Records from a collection
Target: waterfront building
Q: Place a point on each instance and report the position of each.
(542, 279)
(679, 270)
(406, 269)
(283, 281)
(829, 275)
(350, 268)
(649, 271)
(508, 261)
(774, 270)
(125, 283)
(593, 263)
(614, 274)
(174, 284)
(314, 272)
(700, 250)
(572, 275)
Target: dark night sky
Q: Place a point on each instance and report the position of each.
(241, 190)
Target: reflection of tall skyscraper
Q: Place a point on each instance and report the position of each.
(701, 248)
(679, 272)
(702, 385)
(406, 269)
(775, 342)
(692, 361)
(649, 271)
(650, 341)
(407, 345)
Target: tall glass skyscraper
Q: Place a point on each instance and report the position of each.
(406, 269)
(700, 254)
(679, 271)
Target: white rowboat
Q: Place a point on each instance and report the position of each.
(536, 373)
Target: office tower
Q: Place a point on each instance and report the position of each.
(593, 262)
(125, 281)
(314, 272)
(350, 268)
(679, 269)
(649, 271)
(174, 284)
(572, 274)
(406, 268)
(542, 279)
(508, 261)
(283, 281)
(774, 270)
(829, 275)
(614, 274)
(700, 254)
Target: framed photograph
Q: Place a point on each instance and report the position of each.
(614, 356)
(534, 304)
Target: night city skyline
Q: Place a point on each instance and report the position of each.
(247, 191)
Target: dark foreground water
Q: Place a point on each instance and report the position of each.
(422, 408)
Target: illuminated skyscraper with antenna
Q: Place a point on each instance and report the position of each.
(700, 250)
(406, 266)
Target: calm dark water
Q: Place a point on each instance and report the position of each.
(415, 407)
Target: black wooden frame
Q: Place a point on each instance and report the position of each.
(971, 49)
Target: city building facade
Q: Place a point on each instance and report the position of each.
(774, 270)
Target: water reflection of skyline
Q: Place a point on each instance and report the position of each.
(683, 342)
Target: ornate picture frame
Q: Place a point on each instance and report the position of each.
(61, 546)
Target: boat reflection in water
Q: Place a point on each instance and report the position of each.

▸ **WHAT IS REQUIRED**
Switch every "skyscraper" in these items to "high-rise" and leave all other text as it is.

▸ **EXPECTED OUTPUT**
Target: waterfront building
Q: Place a point on each instance and report the position of each.
(542, 279)
(679, 270)
(406, 269)
(283, 281)
(829, 275)
(350, 268)
(649, 271)
(508, 261)
(774, 270)
(125, 283)
(593, 263)
(614, 274)
(174, 284)
(314, 272)
(700, 250)
(572, 275)
Target: dark night sky
Q: Place a point on each instance and report the position of each.
(241, 190)
Target: reflection of tall high-rise
Q: Place a point on each instance and report the position of each.
(701, 248)
(679, 272)
(702, 385)
(406, 269)
(775, 342)
(692, 361)
(649, 271)
(650, 341)
(407, 345)
Target: tall glass high-rise
Q: Place a point on each instance and report the position of each.
(406, 269)
(700, 254)
(679, 271)
Target: white rowboat
Q: Place a point on each instance and report the position of each.
(536, 373)
Target: office tower
Q: Place a point on each instance and report the position of each.
(593, 262)
(125, 281)
(314, 272)
(350, 268)
(679, 269)
(649, 271)
(174, 284)
(572, 274)
(406, 268)
(542, 279)
(508, 261)
(283, 281)
(774, 270)
(829, 275)
(614, 274)
(700, 254)
Target: framed photograph
Q: Place a point on each instance and report the position of each.
(614, 356)
(534, 304)
Target: night city skyline
Q: Place a point on each instance and report the position of each.
(247, 191)
Target: dark foreground water
Q: Place a point on each instance and report the position of each.
(422, 408)
Target: illuminated high-rise with antenna
Q: Place a point on each instance and report the position of each.
(700, 250)
(406, 266)
Target: calm dark water
Q: Place a point on each instance and report the position of each.
(415, 407)
Target: black wooden frame
Q: Place a point on each instance and report the position of each.
(971, 49)
Target: city building facade
Q: Place a point on each instance and report the position of each.
(774, 270)
Target: water reflection of skyline
Q: Place a point on each instance and report the position of each.
(683, 342)
Target: ornate picture frame
Q: Place a point on each instance and report the position of each.
(61, 546)
Target: boat reflection in water
Q: Place a point on each instance and report the position of each.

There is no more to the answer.